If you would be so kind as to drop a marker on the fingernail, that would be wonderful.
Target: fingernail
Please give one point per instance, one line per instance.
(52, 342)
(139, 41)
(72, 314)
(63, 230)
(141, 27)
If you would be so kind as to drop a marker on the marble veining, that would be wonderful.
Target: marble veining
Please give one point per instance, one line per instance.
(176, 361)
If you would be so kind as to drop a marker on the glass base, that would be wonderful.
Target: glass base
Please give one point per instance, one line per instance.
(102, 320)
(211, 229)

◇ ◇ ◇ ◇ ◇ ◇ ◇

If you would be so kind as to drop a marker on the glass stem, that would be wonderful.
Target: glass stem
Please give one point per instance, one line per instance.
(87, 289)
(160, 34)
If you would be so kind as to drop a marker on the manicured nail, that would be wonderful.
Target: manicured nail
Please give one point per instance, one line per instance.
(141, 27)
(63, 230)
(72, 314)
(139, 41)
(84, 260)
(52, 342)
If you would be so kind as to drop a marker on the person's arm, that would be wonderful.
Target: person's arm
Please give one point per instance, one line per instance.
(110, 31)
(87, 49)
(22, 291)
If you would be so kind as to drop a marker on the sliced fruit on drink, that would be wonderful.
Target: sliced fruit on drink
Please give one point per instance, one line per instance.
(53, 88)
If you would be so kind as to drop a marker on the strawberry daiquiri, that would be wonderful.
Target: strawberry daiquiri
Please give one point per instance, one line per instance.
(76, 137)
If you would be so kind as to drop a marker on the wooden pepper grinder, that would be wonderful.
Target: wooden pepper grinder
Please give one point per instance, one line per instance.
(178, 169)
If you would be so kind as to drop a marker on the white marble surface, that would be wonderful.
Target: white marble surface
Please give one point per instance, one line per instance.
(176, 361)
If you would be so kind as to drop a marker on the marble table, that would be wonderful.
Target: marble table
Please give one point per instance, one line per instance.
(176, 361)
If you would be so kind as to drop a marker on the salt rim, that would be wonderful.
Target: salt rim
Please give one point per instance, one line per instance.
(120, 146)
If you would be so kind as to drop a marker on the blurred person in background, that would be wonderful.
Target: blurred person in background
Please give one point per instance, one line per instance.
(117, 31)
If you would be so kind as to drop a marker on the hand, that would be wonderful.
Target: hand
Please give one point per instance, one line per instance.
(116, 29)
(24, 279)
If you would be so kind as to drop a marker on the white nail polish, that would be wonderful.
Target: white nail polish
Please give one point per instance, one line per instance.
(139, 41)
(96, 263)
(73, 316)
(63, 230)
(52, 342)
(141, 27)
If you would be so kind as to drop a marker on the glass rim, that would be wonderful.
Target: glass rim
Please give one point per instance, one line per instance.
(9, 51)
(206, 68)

◇ ◇ ◇ ◇ ◇ ◇ ◇

Across both blocks above, how many lines contain the word "pepper" with the same capitalization? Reply with the number alone.

2